Find every line below that contains the word "number" and copy each one. Case counts.

[Start of Records shown]

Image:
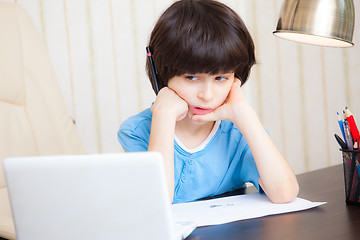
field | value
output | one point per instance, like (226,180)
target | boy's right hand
(169,103)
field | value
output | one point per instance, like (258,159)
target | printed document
(229,209)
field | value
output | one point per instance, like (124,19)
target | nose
(206,91)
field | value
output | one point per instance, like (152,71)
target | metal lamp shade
(318,22)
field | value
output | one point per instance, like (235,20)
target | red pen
(352,125)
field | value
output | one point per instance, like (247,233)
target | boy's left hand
(231,109)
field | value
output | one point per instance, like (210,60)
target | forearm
(276,177)
(162,140)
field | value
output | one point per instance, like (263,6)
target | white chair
(33,116)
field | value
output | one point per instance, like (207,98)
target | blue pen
(341,124)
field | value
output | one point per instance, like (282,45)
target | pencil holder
(351,167)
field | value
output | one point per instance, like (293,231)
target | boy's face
(202,92)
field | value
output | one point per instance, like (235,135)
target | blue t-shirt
(224,164)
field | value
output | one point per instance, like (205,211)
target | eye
(221,78)
(191,78)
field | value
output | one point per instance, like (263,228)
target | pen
(349,141)
(341,124)
(352,125)
(340,142)
(153,70)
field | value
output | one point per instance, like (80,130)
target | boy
(211,140)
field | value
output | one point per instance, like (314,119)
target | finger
(182,116)
(205,118)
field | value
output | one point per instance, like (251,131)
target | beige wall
(97,48)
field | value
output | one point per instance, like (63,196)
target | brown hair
(200,36)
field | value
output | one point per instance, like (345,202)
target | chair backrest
(33,117)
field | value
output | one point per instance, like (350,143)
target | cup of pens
(351,156)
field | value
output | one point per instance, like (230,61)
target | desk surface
(334,220)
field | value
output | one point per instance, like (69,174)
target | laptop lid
(105,196)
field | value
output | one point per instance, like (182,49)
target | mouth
(196,110)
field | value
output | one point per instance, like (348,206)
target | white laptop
(103,196)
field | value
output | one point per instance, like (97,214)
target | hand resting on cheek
(170,103)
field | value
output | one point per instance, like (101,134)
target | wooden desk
(334,220)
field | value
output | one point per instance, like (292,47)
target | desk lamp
(319,22)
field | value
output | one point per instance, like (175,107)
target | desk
(334,220)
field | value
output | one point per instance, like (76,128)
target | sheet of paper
(229,209)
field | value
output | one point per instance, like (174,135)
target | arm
(167,109)
(276,177)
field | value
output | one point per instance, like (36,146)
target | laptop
(100,196)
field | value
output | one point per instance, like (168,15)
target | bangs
(211,54)
(208,41)
(200,36)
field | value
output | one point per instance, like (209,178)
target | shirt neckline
(202,145)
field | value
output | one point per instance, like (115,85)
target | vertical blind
(97,48)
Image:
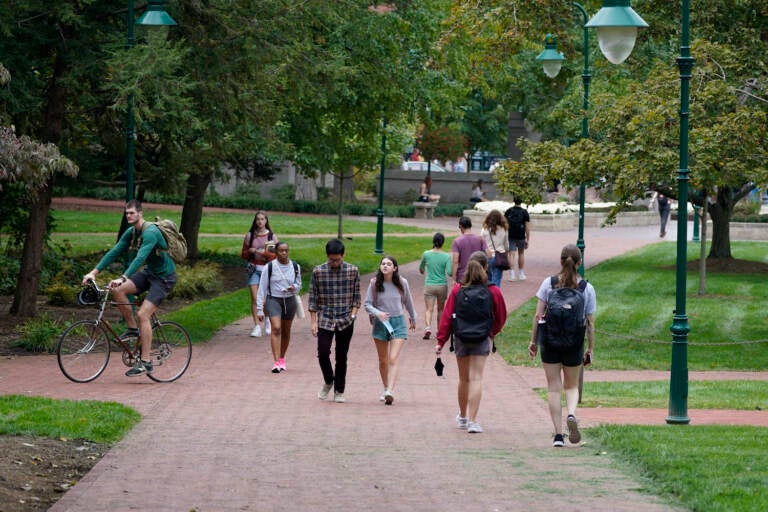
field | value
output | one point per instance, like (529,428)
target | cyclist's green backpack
(177,244)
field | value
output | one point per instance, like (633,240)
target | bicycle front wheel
(171,351)
(83,351)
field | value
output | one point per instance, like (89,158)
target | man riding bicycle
(141,243)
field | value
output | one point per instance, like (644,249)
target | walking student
(474,314)
(387,298)
(436,263)
(258,250)
(519,224)
(142,243)
(334,299)
(279,286)
(495,235)
(463,246)
(561,342)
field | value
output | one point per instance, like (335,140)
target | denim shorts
(398,326)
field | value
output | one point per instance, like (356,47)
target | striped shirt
(333,292)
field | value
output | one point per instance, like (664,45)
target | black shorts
(566,356)
(159,287)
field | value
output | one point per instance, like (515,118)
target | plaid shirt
(333,292)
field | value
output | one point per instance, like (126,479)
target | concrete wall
(452,187)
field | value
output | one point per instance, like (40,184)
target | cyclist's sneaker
(323,393)
(139,368)
(474,427)
(129,334)
(574,436)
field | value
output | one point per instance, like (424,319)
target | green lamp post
(678,380)
(616,25)
(379,249)
(154,15)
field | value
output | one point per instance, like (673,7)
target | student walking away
(280,284)
(474,314)
(388,297)
(519,223)
(258,250)
(436,263)
(564,315)
(495,235)
(334,299)
(463,246)
(142,243)
(664,207)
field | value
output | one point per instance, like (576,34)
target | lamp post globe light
(154,15)
(678,380)
(617,25)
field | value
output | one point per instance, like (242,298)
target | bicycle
(84,347)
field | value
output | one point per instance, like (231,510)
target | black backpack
(516,220)
(473,315)
(565,322)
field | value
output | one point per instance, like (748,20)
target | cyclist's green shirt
(149,247)
(437,265)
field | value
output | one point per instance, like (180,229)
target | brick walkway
(230,435)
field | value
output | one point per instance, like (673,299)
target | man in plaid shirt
(334,298)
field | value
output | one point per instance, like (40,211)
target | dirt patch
(35,472)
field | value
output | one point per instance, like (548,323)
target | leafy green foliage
(100,422)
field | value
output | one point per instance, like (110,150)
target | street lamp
(380,210)
(678,380)
(617,25)
(154,15)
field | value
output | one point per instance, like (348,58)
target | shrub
(39,334)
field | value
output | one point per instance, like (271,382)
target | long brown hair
(570,259)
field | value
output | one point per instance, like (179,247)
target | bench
(424,210)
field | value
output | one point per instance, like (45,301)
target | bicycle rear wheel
(83,351)
(171,351)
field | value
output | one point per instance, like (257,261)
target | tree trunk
(31,268)
(192,213)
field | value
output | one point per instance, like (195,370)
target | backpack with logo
(564,319)
(177,244)
(516,220)
(472,317)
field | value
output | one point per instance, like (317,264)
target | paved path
(230,435)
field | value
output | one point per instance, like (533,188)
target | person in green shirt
(142,243)
(437,265)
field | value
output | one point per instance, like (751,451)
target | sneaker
(129,333)
(574,436)
(323,393)
(139,368)
(474,427)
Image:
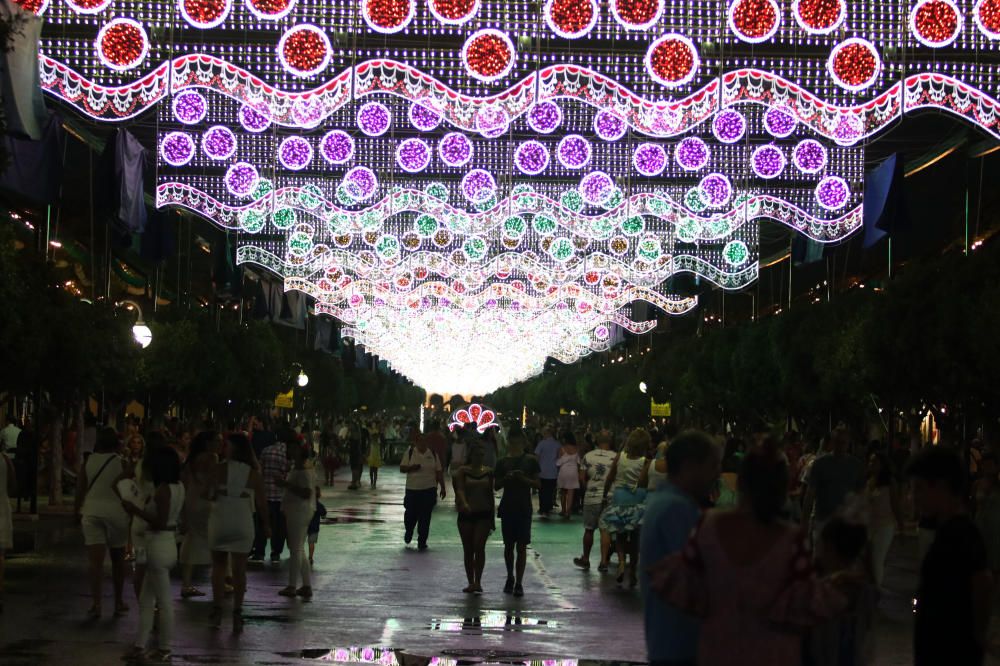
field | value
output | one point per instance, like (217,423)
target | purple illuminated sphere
(455,149)
(650,159)
(809,156)
(609,126)
(413,155)
(544,117)
(729,126)
(692,154)
(573,151)
(531,158)
(295,153)
(768,161)
(253,121)
(832,193)
(374,119)
(177,148)
(779,123)
(190,107)
(218,142)
(337,147)
(424,119)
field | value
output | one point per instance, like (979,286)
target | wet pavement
(377,602)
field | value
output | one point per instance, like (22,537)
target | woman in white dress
(160,514)
(102,518)
(8,489)
(299,505)
(236,488)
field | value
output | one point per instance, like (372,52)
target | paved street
(371,592)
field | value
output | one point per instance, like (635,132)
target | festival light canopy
(472,187)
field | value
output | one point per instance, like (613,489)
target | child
(313,530)
(844,641)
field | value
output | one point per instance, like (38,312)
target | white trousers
(161,556)
(296,524)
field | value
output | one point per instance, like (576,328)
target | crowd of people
(761,550)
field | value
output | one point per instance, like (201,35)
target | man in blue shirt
(672,512)
(547,452)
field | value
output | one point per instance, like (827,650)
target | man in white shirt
(423,472)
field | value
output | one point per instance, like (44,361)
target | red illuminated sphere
(819,15)
(488,56)
(936,22)
(453,11)
(571,18)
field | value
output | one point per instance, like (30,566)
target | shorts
(516,529)
(98,531)
(592,515)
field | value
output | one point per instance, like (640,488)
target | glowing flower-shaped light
(832,193)
(672,60)
(218,143)
(190,107)
(609,126)
(177,148)
(544,117)
(374,119)
(413,155)
(571,19)
(488,55)
(650,159)
(692,154)
(573,151)
(422,118)
(295,153)
(337,147)
(122,44)
(531,157)
(729,126)
(768,161)
(241,178)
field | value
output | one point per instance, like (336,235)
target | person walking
(160,513)
(672,512)
(299,506)
(103,519)
(568,479)
(547,452)
(516,475)
(473,484)
(423,472)
(236,488)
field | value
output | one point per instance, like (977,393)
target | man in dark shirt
(953,598)
(516,475)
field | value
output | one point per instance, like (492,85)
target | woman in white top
(8,489)
(235,489)
(104,521)
(299,505)
(160,513)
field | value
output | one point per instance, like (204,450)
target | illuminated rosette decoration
(453,12)
(935,23)
(122,44)
(987,16)
(388,16)
(205,14)
(672,60)
(488,55)
(304,50)
(544,117)
(571,19)
(754,21)
(637,14)
(854,64)
(819,17)
(270,10)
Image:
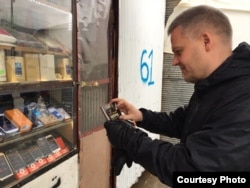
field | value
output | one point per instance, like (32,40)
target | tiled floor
(147,180)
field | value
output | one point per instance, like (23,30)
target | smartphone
(15,160)
(5,169)
(24,152)
(52,143)
(110,111)
(43,144)
(53,111)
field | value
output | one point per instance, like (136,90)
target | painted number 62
(146,66)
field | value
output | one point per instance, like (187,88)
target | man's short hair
(196,19)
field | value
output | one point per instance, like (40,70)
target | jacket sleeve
(162,123)
(206,150)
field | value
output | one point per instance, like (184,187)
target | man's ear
(206,39)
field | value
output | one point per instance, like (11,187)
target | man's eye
(178,52)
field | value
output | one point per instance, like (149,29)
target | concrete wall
(140,60)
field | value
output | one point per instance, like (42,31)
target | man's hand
(129,111)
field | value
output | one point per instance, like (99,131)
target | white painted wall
(238,13)
(140,62)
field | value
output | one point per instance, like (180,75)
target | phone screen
(15,160)
(5,170)
(44,146)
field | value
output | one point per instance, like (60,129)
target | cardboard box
(47,67)
(16,117)
(32,67)
(64,68)
(15,69)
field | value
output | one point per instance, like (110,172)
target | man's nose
(175,61)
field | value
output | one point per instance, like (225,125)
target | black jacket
(214,128)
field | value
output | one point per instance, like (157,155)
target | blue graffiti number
(146,67)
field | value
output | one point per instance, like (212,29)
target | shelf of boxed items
(18,137)
(7,87)
(17,143)
(33,50)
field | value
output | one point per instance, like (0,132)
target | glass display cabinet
(37,90)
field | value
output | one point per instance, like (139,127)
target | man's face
(189,55)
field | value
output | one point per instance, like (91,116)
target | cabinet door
(37,88)
(95,39)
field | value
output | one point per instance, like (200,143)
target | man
(214,128)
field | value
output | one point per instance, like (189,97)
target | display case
(37,90)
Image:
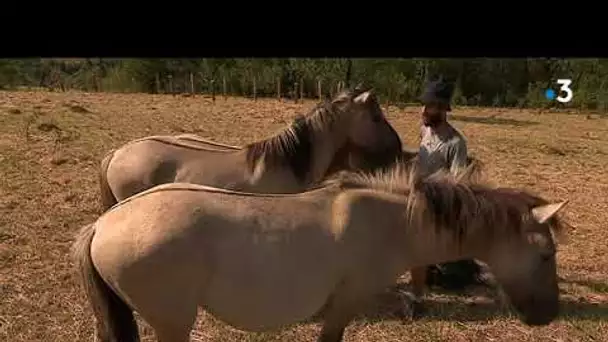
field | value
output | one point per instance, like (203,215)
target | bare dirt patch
(51,145)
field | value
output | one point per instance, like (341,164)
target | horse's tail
(115,319)
(107,196)
(475,169)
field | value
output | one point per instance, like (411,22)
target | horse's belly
(260,310)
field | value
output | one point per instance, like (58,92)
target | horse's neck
(427,245)
(324,152)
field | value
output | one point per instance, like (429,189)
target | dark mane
(292,147)
(458,204)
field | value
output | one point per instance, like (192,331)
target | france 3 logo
(564,83)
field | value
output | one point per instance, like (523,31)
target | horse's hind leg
(173,331)
(172,321)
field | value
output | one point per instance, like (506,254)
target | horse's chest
(433,153)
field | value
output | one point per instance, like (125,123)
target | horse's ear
(364,97)
(544,212)
(258,169)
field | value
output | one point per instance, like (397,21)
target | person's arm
(459,157)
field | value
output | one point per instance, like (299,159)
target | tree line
(479,81)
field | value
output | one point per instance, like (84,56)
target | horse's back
(144,163)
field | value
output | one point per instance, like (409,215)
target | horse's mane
(459,204)
(292,147)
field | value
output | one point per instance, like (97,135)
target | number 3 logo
(565,87)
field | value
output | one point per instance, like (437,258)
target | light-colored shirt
(445,149)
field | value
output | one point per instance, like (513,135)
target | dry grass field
(51,145)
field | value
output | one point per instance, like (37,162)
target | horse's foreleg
(338,313)
(418,288)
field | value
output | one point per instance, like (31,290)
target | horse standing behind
(261,261)
(289,162)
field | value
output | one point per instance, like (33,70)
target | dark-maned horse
(350,127)
(260,262)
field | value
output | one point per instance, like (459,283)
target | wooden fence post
(213,90)
(224,88)
(319,89)
(192,83)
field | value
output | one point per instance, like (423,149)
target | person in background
(442,147)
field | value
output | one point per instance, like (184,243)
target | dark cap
(438,91)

[End of Records shown]

:: Right answer ::
target | painted number 62
target | blue graffiti number
target | number 3 logo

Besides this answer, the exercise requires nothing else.